Start of SUPPLIED RECORDS
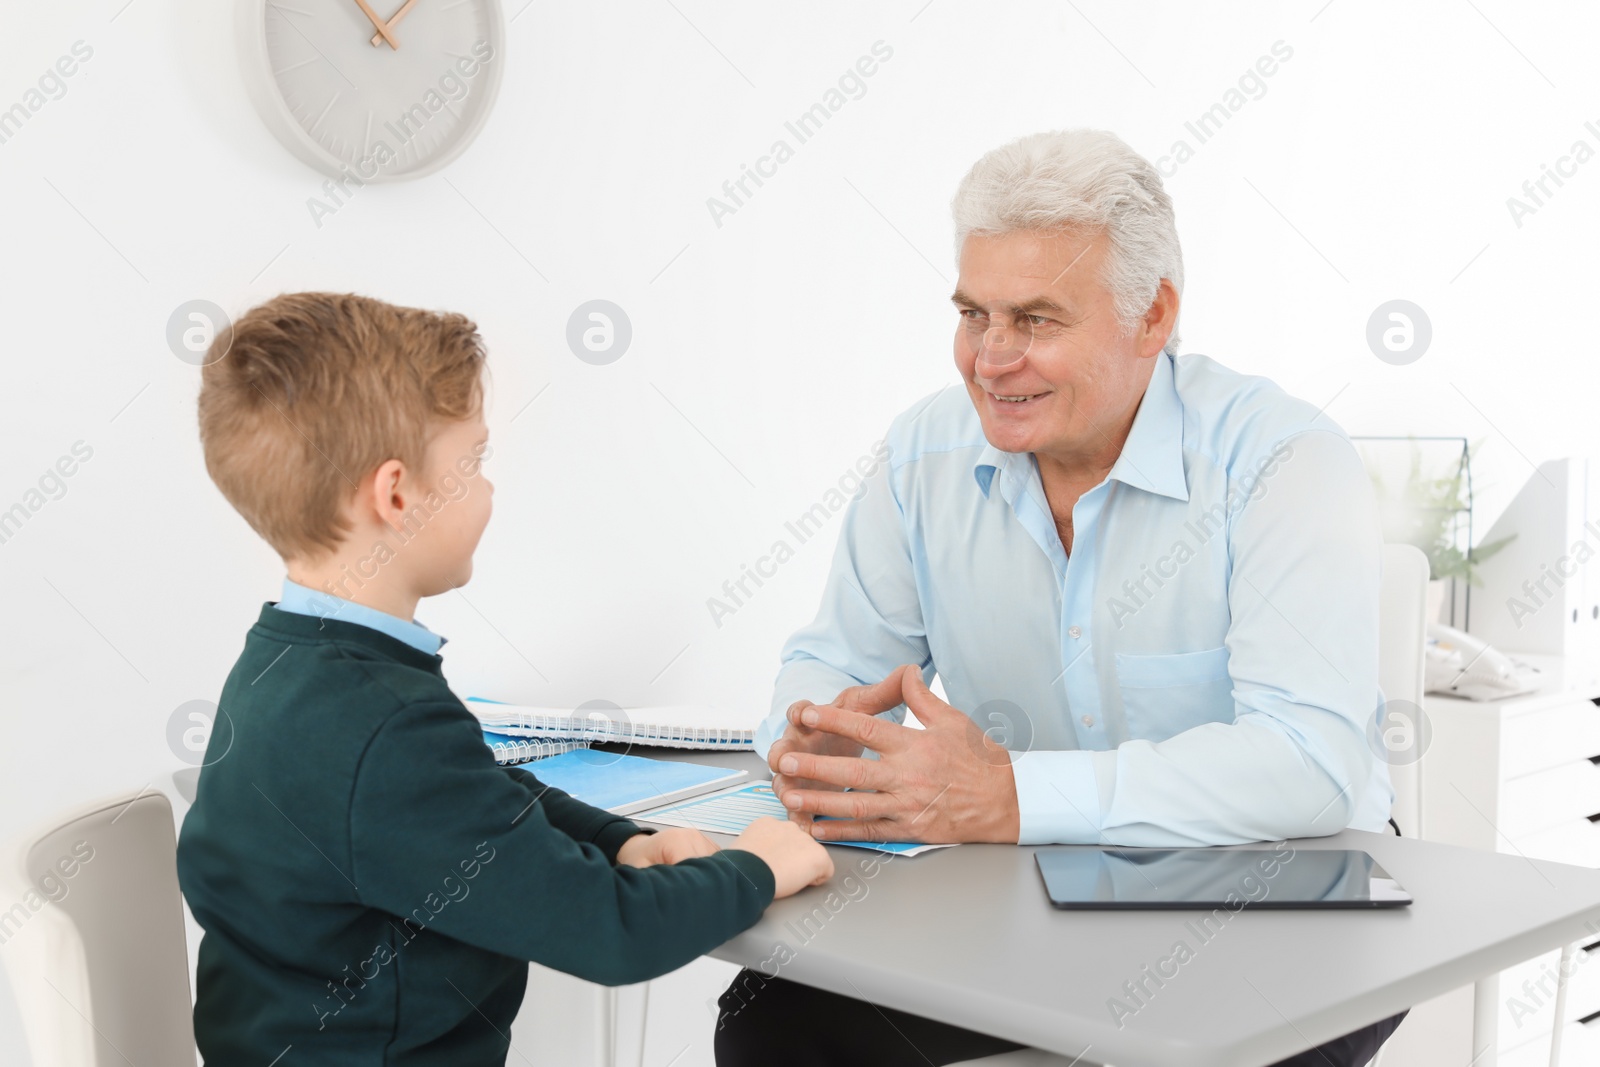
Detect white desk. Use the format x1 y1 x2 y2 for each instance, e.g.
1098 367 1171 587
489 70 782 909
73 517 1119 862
648 750 1600 1067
End of SUPPLIED RECORDS
**EXERCISE DESCRIPTION**
Reproduce every record above exactly, but leave out the pictures.

**ANSWER TO THIS PROBLEM**
Detect white desk. Use the format x1 y1 x2 y2 for each instance, e.g.
1098 367 1171 587
489 70 782 909
73 517 1119 862
648 750 1600 1067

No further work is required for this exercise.